TASKS:
(A) In the passage on forgiving enemies, why should a real Christian's behavior when provoked be opposite to the custom of the world? Answer in one to three sentences.
(B) According to the passage on forgiving enemies, what may very grievous wrongs justify and demand in some cases?
(C) Rewrite the paragraph of the passage on forgiving enemies that begins "VI. It is a very distinguishing part" as a short list that keeps its main points.

EXTRACTED TEXT:
──────────
Such sentiments deeply impressed on your own heart, will form in you a habit of judging of your fellow-creatures with tenderness and mercy.

VI. It is a very distinguishing part of the temper of a

real Christian, to Forgive and Love his enemies. Therefore, if you are entitled to the name you bear, your behaviour under provocations will be quite opposite to the custom of the world, and the impulse of corrupt nature. Is your character basely vilified? you will refute the malicious slander, should it need an answer, without retaliating abuse for abuse, or blackening your defamers. Should your foes proceed from ill language to ill usage, you will still forgive; and prove the reality of your good-will towards them, by pitying them in their distress, by even serving them as occasion offers. And though in some cases the very grievous wrongs with which you may be oppressed, may justify and demand legal redress, your heart will burn with no animosity against your foes, whose violence has forced you to this method of self-defence. And to advance still one step higher, were the case ever to happen that you should be left in the power of bloody persecutors, who are determined, unless you will renounce the Christian faith, to take away your life; yet, even here, so sublime is the holiness flowing from Christian principles, you would feel a benevolent compassion towards your persecutors. You would pray for them to that God, before whom it is equally dangerous and impious to dissemble. You would intreat him to give them repentance to the acknowledgment of the truth, that their sin may be pardoned, and the joy of heaven finally become their portion.
──────────
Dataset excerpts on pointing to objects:

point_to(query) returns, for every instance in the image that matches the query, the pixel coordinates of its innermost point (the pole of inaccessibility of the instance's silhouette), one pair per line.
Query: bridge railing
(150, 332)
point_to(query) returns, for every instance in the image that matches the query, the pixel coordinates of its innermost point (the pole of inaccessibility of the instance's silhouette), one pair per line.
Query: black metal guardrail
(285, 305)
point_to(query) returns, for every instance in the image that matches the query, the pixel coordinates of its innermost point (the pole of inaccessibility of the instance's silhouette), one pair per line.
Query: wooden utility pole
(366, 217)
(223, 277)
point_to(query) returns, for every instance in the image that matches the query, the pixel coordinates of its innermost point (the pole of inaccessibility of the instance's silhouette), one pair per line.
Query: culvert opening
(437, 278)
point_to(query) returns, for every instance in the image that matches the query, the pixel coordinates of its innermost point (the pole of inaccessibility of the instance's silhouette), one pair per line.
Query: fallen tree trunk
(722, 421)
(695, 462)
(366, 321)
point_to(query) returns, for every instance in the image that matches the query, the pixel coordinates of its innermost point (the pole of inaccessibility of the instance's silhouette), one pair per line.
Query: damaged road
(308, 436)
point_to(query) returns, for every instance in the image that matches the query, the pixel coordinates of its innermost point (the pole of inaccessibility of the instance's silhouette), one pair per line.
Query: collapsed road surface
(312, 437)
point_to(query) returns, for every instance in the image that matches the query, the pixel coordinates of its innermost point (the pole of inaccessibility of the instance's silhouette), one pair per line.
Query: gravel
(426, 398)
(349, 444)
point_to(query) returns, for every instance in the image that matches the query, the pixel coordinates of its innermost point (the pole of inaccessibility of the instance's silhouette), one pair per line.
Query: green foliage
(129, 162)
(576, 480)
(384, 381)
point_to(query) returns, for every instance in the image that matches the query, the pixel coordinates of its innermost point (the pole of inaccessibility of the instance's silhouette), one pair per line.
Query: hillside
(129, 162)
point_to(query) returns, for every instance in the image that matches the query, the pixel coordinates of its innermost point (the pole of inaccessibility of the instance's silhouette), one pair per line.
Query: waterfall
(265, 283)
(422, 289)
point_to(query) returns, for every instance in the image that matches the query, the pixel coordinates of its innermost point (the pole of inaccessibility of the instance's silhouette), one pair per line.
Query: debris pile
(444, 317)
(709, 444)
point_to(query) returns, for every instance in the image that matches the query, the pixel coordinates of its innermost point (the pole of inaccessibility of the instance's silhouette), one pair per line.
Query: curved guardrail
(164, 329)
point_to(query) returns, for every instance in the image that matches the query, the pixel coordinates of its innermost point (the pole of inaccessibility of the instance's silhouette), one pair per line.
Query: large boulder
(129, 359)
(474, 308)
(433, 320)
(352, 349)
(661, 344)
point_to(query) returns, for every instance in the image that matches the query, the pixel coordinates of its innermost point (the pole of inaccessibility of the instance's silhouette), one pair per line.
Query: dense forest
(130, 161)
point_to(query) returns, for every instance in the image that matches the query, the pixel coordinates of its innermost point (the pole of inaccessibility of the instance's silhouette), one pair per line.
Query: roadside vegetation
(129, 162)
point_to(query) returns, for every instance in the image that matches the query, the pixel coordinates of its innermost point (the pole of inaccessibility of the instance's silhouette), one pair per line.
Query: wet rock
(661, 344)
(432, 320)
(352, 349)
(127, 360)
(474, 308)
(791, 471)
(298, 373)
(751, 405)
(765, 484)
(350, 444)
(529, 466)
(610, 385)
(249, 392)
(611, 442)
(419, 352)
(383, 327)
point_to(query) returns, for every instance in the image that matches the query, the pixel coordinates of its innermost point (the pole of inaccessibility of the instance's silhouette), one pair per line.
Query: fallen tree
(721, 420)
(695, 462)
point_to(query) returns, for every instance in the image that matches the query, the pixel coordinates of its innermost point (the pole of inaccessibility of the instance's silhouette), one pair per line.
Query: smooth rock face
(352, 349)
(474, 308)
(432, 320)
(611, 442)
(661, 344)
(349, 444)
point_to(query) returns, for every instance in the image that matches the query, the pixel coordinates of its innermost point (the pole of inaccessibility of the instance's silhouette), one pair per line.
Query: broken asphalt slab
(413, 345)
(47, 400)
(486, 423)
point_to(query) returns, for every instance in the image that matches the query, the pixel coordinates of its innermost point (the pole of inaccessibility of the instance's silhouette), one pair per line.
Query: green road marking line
──────────
CORRECT ANSWERS:
(A) Forgiving and loving one's enemies is a very distinguishing part of a real Christian's temper. So anyone who truly deserves that name will act against the world's custom and the impulse of corrupt nature when provoked.

(B) Legal redress.

(C)
- A real Christian is marked by forgiving and loving enemies, so their behavior under provocation goes against the world's custom and corrupt nature.
- If slandered, they answer the slander if needed but do not return abuse or blacken their defamers.
- If ill-treated, they still forgive, pity their foes in distress and serve them when they can.
- Grievous wrongs may justify legal redress, but their heart holds no animosity toward those foes.
- Even facing persecutors who would kill them unless they renounce the faith, they would feel compassion and pray sincerely to God that the persecutors repent, are pardoned and finally share the joy of heaven.